■ Written task ■
List every line in the entries below that contains the word "white". Case counts, so a line matches only when the letters agree in case.

■ Records for this exercise ■
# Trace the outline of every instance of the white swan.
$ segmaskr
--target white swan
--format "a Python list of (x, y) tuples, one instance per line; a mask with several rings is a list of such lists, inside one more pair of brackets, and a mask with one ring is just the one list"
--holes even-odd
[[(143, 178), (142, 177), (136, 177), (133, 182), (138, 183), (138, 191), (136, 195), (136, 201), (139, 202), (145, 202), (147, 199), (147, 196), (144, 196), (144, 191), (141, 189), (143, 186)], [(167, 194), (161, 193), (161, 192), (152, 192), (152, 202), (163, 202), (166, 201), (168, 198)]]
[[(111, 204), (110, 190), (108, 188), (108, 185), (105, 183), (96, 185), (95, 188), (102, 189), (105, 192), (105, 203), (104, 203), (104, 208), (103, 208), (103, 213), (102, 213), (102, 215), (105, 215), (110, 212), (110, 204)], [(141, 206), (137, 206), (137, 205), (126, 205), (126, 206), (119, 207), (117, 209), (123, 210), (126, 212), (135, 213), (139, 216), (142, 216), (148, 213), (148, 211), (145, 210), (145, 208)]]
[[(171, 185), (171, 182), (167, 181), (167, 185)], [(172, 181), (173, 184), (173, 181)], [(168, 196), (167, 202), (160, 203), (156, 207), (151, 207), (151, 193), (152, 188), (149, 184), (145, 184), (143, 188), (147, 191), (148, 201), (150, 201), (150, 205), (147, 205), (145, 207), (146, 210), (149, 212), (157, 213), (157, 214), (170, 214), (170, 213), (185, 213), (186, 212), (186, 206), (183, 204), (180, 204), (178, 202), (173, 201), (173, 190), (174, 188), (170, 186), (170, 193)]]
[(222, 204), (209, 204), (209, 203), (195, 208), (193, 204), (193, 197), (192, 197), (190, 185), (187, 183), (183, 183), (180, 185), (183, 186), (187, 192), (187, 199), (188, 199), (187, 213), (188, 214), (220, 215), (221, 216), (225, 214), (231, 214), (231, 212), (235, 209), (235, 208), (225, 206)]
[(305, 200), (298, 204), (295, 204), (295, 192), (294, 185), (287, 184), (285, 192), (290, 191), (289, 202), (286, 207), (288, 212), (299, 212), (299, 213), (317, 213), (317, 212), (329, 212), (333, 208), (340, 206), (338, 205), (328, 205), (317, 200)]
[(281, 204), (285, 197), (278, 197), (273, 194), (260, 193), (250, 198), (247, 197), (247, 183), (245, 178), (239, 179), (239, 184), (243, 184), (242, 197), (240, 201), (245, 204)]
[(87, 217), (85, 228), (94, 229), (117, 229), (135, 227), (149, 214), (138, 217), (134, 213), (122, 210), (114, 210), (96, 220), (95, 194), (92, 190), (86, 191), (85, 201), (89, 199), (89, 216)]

* * *

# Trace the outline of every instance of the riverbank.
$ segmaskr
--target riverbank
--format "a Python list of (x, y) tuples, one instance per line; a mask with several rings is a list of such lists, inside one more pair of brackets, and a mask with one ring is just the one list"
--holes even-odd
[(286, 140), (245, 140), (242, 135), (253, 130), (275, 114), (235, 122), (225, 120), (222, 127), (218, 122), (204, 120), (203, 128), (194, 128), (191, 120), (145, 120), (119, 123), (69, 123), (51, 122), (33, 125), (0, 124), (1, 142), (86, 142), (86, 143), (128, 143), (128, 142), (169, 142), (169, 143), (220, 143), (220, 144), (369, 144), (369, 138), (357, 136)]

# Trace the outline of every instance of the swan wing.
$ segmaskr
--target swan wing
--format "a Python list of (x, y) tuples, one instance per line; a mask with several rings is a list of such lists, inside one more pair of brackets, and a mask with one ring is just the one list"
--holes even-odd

...

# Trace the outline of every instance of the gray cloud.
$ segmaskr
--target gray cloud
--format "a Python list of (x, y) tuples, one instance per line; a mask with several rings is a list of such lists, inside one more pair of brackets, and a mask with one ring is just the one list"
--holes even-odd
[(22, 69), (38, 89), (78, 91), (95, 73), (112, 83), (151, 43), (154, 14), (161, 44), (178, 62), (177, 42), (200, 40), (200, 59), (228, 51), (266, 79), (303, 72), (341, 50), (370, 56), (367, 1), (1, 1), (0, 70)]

■ Task output ■
# Trace the outline of every instance of the white swan.
--target white swan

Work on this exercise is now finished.